→ ESTRATTO DELLA PAGINA:
%%

La guerra fra Armenia e Azerbaigian per il controllo del Nagorno Karabakh aumenta di intensità, con il ricorso da parte azera agli armamenti avanzati di fabbricazione israeliana e turca, e di pericolosità, con l’arrivo nella zona dei combattimenti di un esercito sul libropaga turco composto dalle 4mila alle 5mila persone, formato da soldati dell’Esercito Siriano Libero, dei Lupi Grigi e, probabilmente, anche della compagnia di sicurezza privata Sadat.

L’Unione Europea ha lanciato un appello per un cessate il fuoco ai belligeranti ma la tendenza generale della diplomazia comunitaria, e della maggior parte dei Paesi membri, è di un supporto tacito all’Azerbaigian. Quest’ultimo, infatti, è legato a Bruxelles da un partenariato strategico nel campo dell’energia, provvedendo a soddisfare circa il 5% del fabbisogno annuale comunitario di gas naturale, e riveste un ruolo pivotale per i commerci transcontinentali attraverso il porto di Baku e la linea ferroviaria Baku-Tbilisi-Kars.

All’ombra degli scontri, mentre il potente ministro degli esteri turco Mevlut Cavusoglu si appresta a mettere piede a Roma per il terzo vertice intergovernativo italo-turco, nel quale si discuterà anche di quanto sta accadendo nel Nagorno Karabakh, la diplomazia dell’Eliseo si attiva per accelerare la fine della guerra, optando per un posizionamento che, pur non sorprendendo, non era del tutto scontato: supporto totale a Yerevan.

L’Armenia alla ricerca di alleati

L’1 ottobre il primo ministro armeno Nikol Pashinyan ha scritto un messaggio sul proprio profilo Twitter indirizzato ad un pubblico specifico di quattro Paesi: “La comunità internazionale ha affermato chiaramente che l’alleanza turco-azera sta conducendo una guerra contro l’Artsakh e l’Armenia con l’aiuto e il coinvolgimento di terroristi stranieri. Questo terrorismo minaccia allo stesso modo gli Stati Uniti, l’Iran, la Russia e la Francia”.

%%

Copia parola per parola dall'articolo sul Nagorno Karabakh la parte che si apre con le parole «L’Unione Europea ha» e si chiude con «linea ferroviaria Baku-Tbilisi-Kars.». Le voci riportate qui sotto sono materiale a sé, separato dall'articolo.

→ DATI FORNITI:
%%

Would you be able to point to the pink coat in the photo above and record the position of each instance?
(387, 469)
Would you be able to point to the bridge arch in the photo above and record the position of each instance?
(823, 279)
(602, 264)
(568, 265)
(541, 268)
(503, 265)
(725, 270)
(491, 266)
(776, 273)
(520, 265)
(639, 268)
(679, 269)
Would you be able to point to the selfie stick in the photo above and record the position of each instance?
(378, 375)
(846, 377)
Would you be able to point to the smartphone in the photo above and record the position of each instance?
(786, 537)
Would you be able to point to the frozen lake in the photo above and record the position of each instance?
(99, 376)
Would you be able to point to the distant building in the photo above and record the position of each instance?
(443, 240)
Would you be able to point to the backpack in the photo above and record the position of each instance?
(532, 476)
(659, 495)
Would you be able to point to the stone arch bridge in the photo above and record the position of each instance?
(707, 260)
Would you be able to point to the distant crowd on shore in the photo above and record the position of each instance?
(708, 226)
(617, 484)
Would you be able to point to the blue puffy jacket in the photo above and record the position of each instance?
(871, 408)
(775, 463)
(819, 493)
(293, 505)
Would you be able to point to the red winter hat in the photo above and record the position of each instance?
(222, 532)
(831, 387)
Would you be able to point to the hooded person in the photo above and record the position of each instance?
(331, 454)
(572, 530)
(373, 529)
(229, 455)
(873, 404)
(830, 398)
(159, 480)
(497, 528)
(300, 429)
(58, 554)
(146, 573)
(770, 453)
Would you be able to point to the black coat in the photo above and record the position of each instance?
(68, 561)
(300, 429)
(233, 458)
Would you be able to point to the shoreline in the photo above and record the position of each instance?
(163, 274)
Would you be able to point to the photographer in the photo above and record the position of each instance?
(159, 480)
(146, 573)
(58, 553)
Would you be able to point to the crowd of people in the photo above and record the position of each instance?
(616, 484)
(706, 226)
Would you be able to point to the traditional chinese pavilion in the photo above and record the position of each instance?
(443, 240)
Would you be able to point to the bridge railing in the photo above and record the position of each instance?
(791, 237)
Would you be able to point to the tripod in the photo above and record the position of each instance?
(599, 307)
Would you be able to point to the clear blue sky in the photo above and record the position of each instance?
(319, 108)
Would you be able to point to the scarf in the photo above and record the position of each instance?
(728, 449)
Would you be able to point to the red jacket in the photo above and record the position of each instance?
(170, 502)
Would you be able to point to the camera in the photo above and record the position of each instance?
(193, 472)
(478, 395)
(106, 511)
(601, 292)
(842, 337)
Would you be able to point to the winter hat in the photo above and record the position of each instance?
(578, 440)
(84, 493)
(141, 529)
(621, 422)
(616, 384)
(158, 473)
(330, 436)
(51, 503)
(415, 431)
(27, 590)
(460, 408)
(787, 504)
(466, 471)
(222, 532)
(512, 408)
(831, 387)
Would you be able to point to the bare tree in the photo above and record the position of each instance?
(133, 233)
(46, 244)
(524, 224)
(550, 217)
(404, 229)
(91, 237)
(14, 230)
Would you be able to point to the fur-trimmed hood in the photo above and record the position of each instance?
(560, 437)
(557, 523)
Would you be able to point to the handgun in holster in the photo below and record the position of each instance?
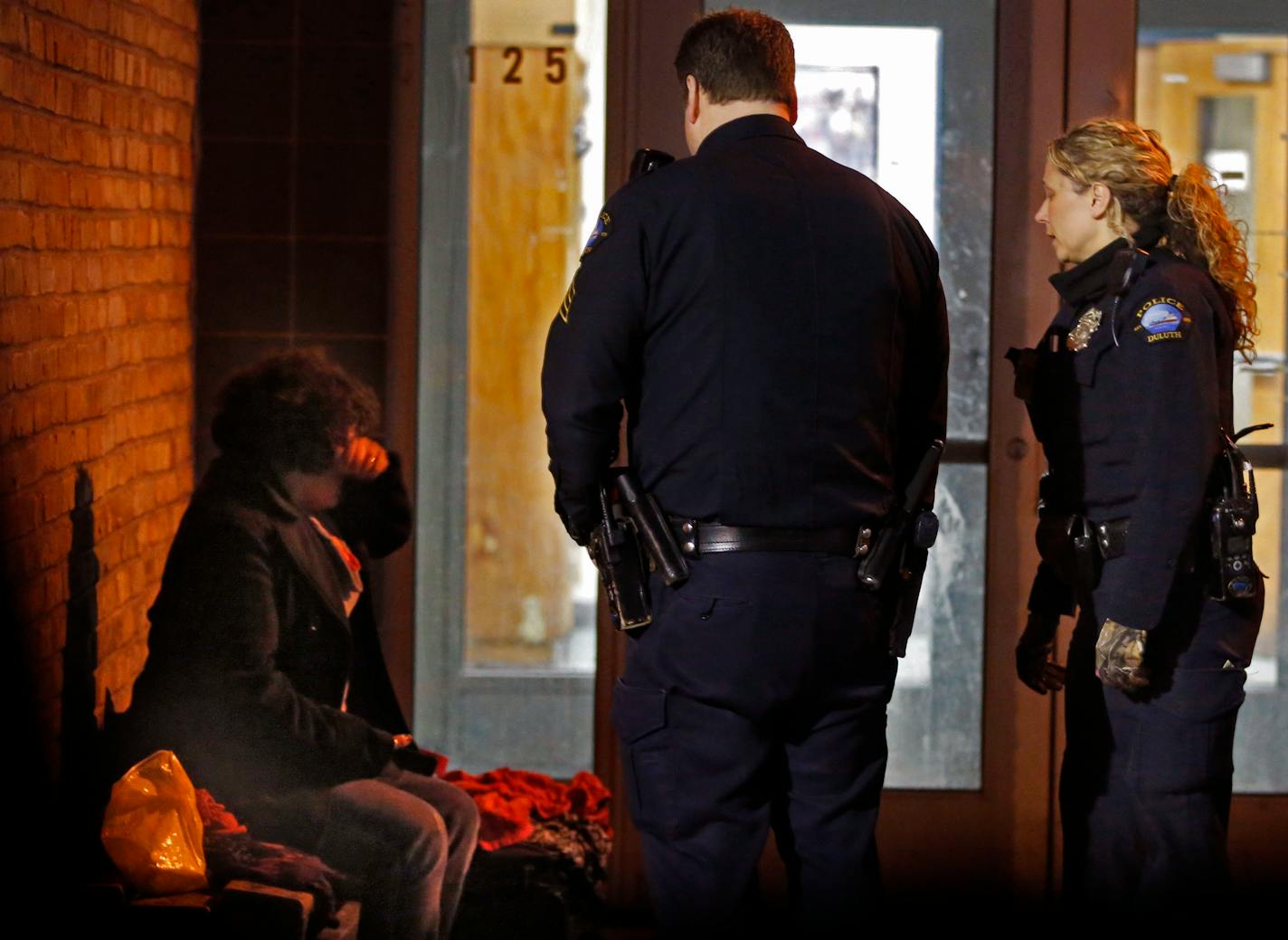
(895, 560)
(1233, 511)
(631, 541)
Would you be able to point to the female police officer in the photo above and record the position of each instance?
(1129, 392)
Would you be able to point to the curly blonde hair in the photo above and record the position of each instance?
(1184, 210)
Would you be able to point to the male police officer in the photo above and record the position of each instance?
(774, 325)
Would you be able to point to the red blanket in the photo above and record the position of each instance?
(513, 801)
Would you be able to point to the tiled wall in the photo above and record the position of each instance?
(292, 205)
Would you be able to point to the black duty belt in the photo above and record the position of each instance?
(702, 538)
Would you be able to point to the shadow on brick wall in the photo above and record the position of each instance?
(80, 745)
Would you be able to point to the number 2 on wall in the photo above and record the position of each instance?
(555, 70)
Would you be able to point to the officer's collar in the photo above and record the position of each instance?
(743, 128)
(1090, 280)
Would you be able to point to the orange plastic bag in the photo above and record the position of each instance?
(152, 830)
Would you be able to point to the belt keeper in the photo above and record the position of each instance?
(863, 545)
(689, 533)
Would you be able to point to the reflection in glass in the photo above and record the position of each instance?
(936, 708)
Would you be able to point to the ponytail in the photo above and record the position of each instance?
(1182, 213)
(1199, 231)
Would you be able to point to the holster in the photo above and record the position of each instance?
(1077, 547)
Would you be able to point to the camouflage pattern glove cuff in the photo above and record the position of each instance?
(1121, 656)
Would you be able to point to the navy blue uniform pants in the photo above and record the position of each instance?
(758, 697)
(1145, 783)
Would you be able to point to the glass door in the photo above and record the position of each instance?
(513, 167)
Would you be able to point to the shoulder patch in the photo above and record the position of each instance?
(572, 292)
(1162, 318)
(603, 228)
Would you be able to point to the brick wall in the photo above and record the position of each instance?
(96, 264)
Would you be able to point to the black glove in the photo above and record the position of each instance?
(1121, 656)
(1033, 654)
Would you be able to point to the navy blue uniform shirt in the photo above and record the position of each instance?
(1131, 423)
(773, 322)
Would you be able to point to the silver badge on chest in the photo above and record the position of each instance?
(1080, 337)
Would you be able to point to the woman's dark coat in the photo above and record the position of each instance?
(250, 650)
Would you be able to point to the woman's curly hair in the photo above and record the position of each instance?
(292, 411)
(1185, 210)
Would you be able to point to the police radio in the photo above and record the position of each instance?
(1233, 514)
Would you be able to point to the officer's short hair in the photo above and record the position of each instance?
(740, 55)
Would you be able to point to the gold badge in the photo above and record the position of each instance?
(1080, 337)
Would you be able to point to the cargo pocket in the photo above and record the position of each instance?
(639, 717)
(1187, 745)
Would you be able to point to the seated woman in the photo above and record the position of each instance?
(252, 641)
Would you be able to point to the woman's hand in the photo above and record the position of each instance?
(1033, 656)
(364, 459)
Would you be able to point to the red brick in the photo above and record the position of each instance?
(15, 228)
(11, 178)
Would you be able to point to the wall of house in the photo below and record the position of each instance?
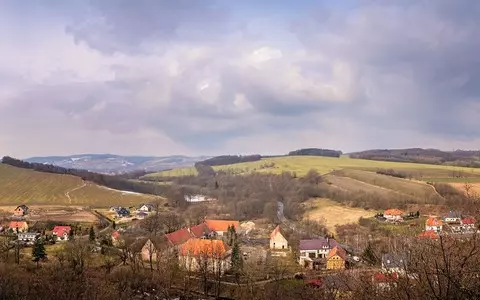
(278, 242)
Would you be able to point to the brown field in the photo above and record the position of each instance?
(56, 213)
(475, 187)
(333, 213)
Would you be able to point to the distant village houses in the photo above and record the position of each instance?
(18, 226)
(314, 251)
(61, 232)
(393, 215)
(20, 211)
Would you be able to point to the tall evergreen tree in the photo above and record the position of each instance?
(38, 251)
(91, 235)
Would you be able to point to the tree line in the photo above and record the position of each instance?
(316, 152)
(111, 181)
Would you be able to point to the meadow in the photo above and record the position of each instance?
(300, 165)
(332, 213)
(23, 186)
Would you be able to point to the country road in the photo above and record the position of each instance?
(67, 194)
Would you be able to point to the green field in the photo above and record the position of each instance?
(22, 186)
(302, 164)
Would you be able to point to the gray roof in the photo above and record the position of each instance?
(394, 260)
(317, 244)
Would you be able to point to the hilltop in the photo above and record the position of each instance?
(116, 164)
(300, 165)
(26, 186)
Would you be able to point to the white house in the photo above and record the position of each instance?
(277, 239)
(28, 236)
(453, 218)
(393, 215)
(394, 263)
(433, 224)
(312, 252)
(147, 207)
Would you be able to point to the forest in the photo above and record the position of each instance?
(316, 152)
(121, 182)
(460, 158)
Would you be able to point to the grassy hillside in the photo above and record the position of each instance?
(302, 164)
(30, 187)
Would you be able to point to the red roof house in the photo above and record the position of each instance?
(179, 237)
(221, 226)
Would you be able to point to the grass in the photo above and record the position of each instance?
(408, 187)
(333, 213)
(302, 164)
(23, 186)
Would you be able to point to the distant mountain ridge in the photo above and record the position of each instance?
(118, 164)
(463, 158)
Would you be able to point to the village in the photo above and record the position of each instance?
(219, 246)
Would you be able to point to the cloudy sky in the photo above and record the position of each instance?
(160, 77)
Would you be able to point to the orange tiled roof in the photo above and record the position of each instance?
(275, 231)
(221, 225)
(179, 237)
(432, 221)
(15, 224)
(429, 234)
(197, 247)
(337, 251)
(394, 212)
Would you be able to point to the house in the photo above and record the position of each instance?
(179, 237)
(200, 231)
(430, 234)
(141, 215)
(28, 236)
(153, 247)
(433, 224)
(393, 215)
(394, 263)
(123, 212)
(115, 238)
(336, 259)
(113, 209)
(20, 211)
(221, 226)
(147, 207)
(468, 224)
(212, 256)
(384, 281)
(277, 239)
(314, 251)
(453, 218)
(18, 226)
(61, 232)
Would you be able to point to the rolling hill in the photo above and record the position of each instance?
(116, 164)
(302, 164)
(25, 186)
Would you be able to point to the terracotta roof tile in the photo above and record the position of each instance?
(337, 251)
(221, 225)
(179, 237)
(432, 221)
(394, 212)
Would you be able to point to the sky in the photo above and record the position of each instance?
(211, 77)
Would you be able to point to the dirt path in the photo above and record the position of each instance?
(67, 194)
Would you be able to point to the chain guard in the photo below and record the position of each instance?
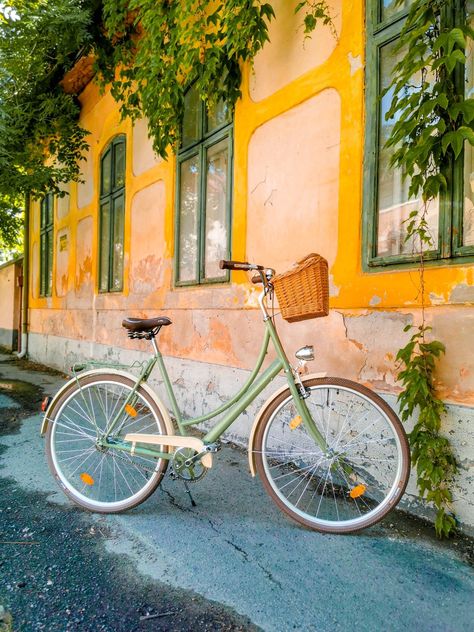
(191, 473)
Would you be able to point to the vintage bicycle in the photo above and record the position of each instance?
(331, 453)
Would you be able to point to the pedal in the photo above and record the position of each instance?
(188, 491)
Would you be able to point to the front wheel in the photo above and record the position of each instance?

%%

→ RISPOSTA AL COMPITO:
L’Unione Europea ha lanciato un appello per un cessate il fuoco ai belligeranti ma la tendenza generale della diplomazia comunitaria, e della maggior parte dei Paesi membri, è di un supporto tacito all’Azerbaigian. Quest’ultimo, infatti, è legato a Bruxelles da un partenariato strategico nel campo dell’energia, provvedendo a soddisfare circa il 5% del fabbisogno annuale comunitario di gas naturale, e riveste un ruolo pivotale per i commerci transcontinentali attraverso il porto di Baku e la linea ferroviaria Baku-Tbilisi-Kars.